- _Aim of the exercise_
Could you set down exactly the lines in the records below between the line holding "Target: wooden deck" and the line holding "indicate the furled", inclusive?

- _Source information_
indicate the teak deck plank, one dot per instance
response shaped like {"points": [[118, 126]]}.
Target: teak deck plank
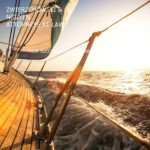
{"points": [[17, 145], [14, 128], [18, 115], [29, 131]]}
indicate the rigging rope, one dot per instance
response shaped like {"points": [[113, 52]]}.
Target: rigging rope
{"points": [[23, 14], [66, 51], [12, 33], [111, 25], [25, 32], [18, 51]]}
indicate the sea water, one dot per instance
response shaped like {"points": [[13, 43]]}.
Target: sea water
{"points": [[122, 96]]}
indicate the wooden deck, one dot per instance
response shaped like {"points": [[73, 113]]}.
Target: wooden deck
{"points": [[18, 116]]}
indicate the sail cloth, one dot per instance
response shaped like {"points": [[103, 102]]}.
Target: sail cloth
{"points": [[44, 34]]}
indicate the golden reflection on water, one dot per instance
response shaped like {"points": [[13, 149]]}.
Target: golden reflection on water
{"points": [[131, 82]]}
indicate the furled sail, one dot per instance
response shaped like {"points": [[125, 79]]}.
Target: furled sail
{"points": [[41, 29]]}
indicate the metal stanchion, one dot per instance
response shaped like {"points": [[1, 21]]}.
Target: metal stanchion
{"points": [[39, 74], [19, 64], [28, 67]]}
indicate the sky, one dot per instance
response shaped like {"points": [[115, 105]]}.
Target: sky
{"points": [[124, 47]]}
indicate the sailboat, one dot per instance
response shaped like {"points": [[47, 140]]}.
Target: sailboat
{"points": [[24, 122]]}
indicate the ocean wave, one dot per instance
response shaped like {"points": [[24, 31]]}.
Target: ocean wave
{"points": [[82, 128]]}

...

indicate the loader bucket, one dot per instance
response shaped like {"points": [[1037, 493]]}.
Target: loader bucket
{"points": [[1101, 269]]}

==

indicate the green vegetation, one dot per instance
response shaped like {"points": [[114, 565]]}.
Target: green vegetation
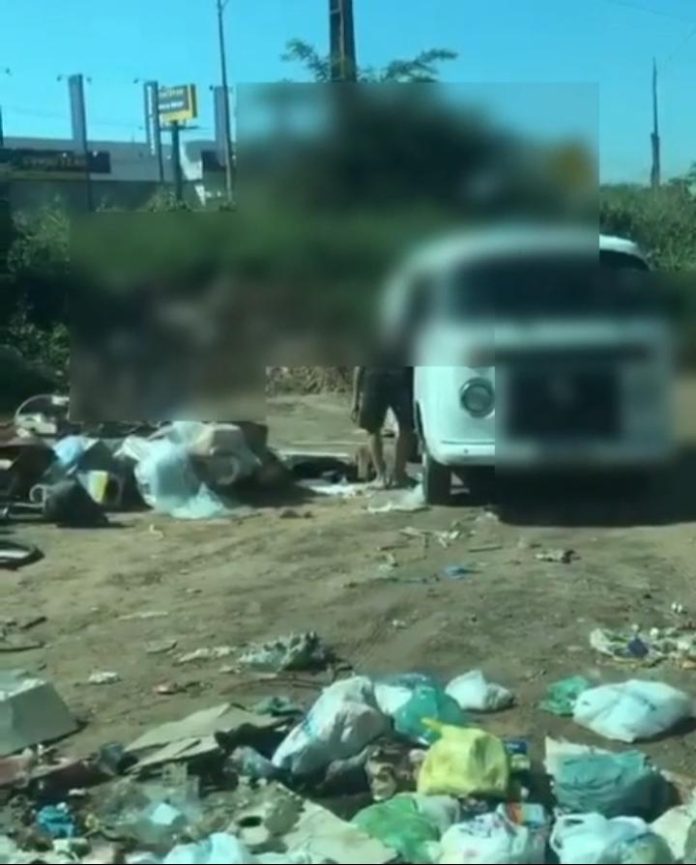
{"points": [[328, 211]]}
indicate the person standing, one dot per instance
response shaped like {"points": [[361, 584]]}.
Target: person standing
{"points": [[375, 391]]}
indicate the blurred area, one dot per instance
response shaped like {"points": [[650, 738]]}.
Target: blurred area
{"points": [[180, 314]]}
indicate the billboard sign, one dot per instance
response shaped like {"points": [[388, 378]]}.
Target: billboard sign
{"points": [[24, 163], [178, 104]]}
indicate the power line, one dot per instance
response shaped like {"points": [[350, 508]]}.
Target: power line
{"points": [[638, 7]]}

- _Answer space_
Target: wooden deck
{"points": [[18, 116]]}
indicate the sail cloth, one dot per instance
response shaped like {"points": [[103, 102]]}.
Target: sail cloth
{"points": [[44, 34]]}
indicate the golden reflection on water, one dot per instance
response shaped like {"points": [[13, 149]]}.
Target: golden reflection on water
{"points": [[131, 82]]}
indicate the furled sail, one dot per instance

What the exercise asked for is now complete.